What is expected
Restate the whole listing exactly.

· · · · · · ·

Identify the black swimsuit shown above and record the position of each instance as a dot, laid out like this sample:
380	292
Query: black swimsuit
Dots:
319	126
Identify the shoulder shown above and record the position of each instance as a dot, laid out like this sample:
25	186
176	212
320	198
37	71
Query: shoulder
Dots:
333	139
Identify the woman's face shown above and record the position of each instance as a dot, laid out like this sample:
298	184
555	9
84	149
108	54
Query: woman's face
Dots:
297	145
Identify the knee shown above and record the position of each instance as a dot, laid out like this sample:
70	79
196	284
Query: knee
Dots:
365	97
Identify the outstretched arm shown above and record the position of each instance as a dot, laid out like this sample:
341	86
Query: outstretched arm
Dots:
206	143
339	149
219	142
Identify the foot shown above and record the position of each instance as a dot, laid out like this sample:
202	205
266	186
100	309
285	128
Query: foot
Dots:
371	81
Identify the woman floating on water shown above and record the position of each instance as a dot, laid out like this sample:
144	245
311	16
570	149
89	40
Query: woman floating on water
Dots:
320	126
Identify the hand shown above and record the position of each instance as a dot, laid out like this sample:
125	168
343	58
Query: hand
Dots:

· · · · · · ·

Response to this task
Identify the black swimsuit shown above and record the position of each instance as a dot, laid out like this sample:
380	292
Query: black swimsuit
Dots:
319	126
Identify the shoulder shown above and record the position of each instance as a dot, laid out like this sample:
25	186
176	212
320	198
37	71
Query: shoulder
Dots:
333	139
Identify the woman's face shown above and record the position of each instance as a dot, laid out like this sample:
298	184
555	9
84	149
108	54
Query: woman's face
Dots:
297	145
Identify the knee shown above and record the position of each instance as a dot, laid out like this sample:
70	79
196	284
Query: knee
Dots:
365	97
Identify the outstretched arm shown above and record the position of each instance as a dot, laid out like this sample:
341	86
Query: outstretched arm
Dots:
206	143
339	149
219	142
Identify the foot shown above and record the position of each instance as a dot, laid out like this sample:
202	205
266	186
100	309
285	128
Query: foot
Dots:
371	81
Identify the woman floating on water shown above and record the position of each instance as a dot, laid out like this sample:
144	245
311	16
570	149
89	40
Query: woman floating on water
Dots:
320	126
Identify the hand shown above and record the position of each instance as a dot, laid out like this sample:
125	168
343	58
Query: hand
Dots:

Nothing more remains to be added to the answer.